Your goal: Copy the passage of the Delhi High Court judgment from "3. Ld. counsel" to "to be allowed." word for word.

Text block:
>>>

Full Text
HIGH COURT OF DELHI
Date of Decision: 13.09.2019
AJAY MARWAH ..... Petitioner
Through: Mr. K. Kaushik, Adv.
Through: Mr.Hirein Sharma, APP for State None for R-2
JUDGMENT
1. Vide the present petition, the petitioner/ accused prays for setting aside the impugned judgment and order dated 04.09.2019 passed by the learned ASJ (North-West), Rohini Courts, Delhi, in C.A. No. 56/19, titled as 'Ajay Marwah Versus B.D. Jain Trading Company' and further prays for setting aside the judgment dated 28.02.2019 and order on sentence dated 06.03.2019 passed in Complaint Case No. 15367/2016 titled as 'M/S B.D. Jain Trading Company Versus Ajay Marwah' by the learned Metropolitan Magistrate, Rohini Courts, Delhi. 2019:DHC:4548
2. The present petition is filed on the ground that the trial Court and the Appellate Court failed to take into consideration the fact that the petitioner herein was summoned on the basis of affidavit dated 07.09.2013 (Ex.CW1/1) filed by the respondent No. 2. As per the affidavit, there is no ingredient / substance / material by which prima facie makes out a case under Section 138 of Negotiable Instruments Act. Not only this, not even a single document which claimed to have been exhibited during trial is signed by any Judge. Moreover, in the affidavit, which is the basis of summoning, the petitioner as an accused under Section 138 of Negotiable Instruments Act, it is nowhere mentioned that whether any legally recoverable debt towards the petitioner or any demand was ever made or the cheque in question was ever handed over to respondent No. 2. Thus, both the Courts have failed to take into consideration the fact that the respondent No. 2 neither filed a detailed affidavit, which makes out a prima facie case under Section 138 of Negotiable Instruments Act for summoning the petitioner as an accused, nor has he examined himself as complainant.
3. Ld. counsel further submitted that the respondent No. 2 was not examined as witness and has not even exhibited the complaint. Thus, while concluding the arguments, learned counsel for petitioner submits that since there is no recoverable debt against the petitioner, even summoning order was perverse and both the Courts below have failed to consider the said fact, accordingly, the petition is deserves to be allowed.

<<<

Supplied material:

>>>

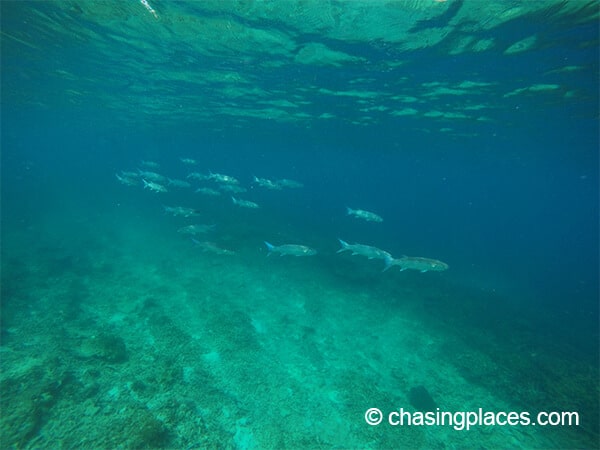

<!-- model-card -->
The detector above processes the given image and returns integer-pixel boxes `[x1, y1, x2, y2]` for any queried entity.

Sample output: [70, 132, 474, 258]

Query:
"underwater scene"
[0, 0, 600, 450]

<<<

Response for this exercise:
3. Ld. counsel further submitted that the respondent No. 2 was not examined as witness and has not even exhibited the complaint. Thus, while concluding the arguments, learned counsel for petitioner submits that since there is no recoverable debt against the petitioner, even summoning order was perverse and both the Courts below have failed to consider the said fact, accordingly, the petition is deserves to be allowed.